- **PROBLEMS AND TASKS**
(A) List every abbreviation that appears in the mailing-list reply about Solaris hardware support.
(B) Continue the mailing-list reply about Solaris hardware support from its last sentence, keeping the writer's voice.

- **EXTRACT**

◇ ◇ ◇ ◇ ◇

2006-05-31 Thread David J. Orman


On May 30, 2006, at 9:47 PM, Kaiwai Gardiner wrote:


Personally, I'd love for Solaris x86 to get to the point where we  
aren't bitching about hardware support or lack of ISV's, but  
instead complaining about how we're *TOO* productive with Solaris,  
and how there are too many software and hardware pices we can  
choose from.


HW support is an issue (known and acknowledged by Sun engineers), and  
it is being worked on. This takes time. Maybe you weren't, but I was  
dealing with linux in the .99-pre days, and OSOL is FAR ahead of  
where linux was during this this period. It takes *time*. It took  
linux 5-6 years, from the .99-pre point I got involved, until it was  
semi-usable on a fair amount of HW. OSOL is in the same boat, but it  
is progressing much more rapidly.


Concerning ISVs, Solaris/OSOL has way more support than linux ever  
did during it's inception. OSOL is new, and it is gaining ground at a  
phenomenal pace. Don't criticize a project for doing it's best, offer  
input (negative or positive) in a constructive manner. Code  
submissions are more than welcome, I am absolutely sure. This isn't  
the issue I was commenting about, however, nor is it the content of  
the majority of your recent posts, and that is the problem.

◇ ◇ ◇ ◇ ◇

- **DATA ENTRIES**

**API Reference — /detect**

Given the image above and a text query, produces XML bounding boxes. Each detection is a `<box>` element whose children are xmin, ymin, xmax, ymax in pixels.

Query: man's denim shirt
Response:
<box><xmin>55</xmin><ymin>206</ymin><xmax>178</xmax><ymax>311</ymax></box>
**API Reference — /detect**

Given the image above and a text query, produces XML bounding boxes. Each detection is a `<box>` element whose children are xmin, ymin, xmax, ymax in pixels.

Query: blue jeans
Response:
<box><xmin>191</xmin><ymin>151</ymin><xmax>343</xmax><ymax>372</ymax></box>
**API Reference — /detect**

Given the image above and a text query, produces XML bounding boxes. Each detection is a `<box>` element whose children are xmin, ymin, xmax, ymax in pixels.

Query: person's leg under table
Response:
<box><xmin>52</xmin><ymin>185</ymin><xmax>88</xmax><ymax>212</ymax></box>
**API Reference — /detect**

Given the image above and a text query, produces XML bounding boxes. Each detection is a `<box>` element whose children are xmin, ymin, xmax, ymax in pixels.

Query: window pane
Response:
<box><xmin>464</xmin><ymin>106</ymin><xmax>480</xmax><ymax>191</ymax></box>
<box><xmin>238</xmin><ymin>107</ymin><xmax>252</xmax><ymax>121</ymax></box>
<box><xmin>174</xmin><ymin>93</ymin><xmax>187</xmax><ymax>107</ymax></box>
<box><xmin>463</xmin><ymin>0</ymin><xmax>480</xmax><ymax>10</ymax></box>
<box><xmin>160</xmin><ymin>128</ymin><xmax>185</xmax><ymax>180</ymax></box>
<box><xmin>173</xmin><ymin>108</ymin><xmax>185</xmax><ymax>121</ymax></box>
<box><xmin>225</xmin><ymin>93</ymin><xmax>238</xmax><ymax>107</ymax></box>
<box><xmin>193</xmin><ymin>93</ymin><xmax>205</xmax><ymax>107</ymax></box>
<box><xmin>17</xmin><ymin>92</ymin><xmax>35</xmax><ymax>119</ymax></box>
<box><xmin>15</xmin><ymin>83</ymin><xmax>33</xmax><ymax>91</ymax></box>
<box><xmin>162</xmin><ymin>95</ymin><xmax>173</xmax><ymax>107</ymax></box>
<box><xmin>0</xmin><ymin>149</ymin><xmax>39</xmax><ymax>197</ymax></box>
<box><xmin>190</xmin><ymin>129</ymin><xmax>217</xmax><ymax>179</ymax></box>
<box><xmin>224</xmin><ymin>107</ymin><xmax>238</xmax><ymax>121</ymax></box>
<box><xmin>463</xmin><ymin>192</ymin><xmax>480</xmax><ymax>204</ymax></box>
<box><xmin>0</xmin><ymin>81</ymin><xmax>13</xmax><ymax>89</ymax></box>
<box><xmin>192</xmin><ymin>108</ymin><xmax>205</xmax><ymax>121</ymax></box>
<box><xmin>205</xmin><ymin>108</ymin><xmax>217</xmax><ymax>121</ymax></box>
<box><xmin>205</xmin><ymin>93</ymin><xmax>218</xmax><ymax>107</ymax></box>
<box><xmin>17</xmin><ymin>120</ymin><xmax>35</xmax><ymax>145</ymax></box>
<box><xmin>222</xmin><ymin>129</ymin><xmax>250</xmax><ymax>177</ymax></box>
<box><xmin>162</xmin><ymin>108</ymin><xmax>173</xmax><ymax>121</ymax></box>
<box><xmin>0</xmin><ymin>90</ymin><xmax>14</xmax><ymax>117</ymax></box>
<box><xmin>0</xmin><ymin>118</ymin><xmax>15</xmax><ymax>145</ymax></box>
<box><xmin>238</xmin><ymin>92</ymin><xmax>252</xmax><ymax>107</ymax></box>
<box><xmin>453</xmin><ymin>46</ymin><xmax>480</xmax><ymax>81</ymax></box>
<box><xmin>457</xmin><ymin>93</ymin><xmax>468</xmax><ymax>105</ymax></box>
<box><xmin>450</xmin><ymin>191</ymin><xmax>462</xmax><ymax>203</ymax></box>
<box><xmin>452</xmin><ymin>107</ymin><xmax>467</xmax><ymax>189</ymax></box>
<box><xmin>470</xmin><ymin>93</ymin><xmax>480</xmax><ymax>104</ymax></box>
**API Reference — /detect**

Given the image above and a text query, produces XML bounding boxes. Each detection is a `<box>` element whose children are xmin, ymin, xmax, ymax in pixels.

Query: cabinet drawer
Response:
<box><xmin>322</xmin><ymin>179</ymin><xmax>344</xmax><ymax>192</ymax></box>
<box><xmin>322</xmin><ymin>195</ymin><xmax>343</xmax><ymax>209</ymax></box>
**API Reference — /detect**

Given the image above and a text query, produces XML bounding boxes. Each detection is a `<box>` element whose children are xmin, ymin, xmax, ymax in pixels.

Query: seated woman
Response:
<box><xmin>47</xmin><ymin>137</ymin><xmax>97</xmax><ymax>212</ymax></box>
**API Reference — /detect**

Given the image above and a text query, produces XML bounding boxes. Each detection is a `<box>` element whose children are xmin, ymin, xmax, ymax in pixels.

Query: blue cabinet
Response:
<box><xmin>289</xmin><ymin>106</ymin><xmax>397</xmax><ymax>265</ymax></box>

◇ ◇ ◇ ◇ ◇

- **ANSWERS TO THE PROBLEMS**
(A) ISV's (also written ISVs), HW, OSOL

(B)
The day when I hear someone complain on this forum about the fact  
that there are too many choices when it comes to desktop  
publishing, photo manipulation and music capturing etc. on Solaris  
x86, then I think Solaris has made progress.


I agree, if people are complaining about too many choices, Solaris  
(maybe you meant OSOL?) is in a good position.


The day when I hear geeks say, why would I want to run Linux when  
I can run Solaris, have a great desktop, and all those awesome  
mainstream applications, then Solaris has made progress - until  
then, Solaris will remain the red headed step child of the x86 UNIX  
world, with FreeBSD and Linux users asking why they should move to  
a platform that is wowfully lacking in hardware support, mainstream  
software vendor support and lacks any strong direction from the  
powers that be.


That's funny, and THIS was the reason for my post. I moved from Linux  
(Debian) to FreeBSD for various reasons, mostly technical, around the  
2.2.x days. Now, I've moved to Solaris 10 for the same reasons.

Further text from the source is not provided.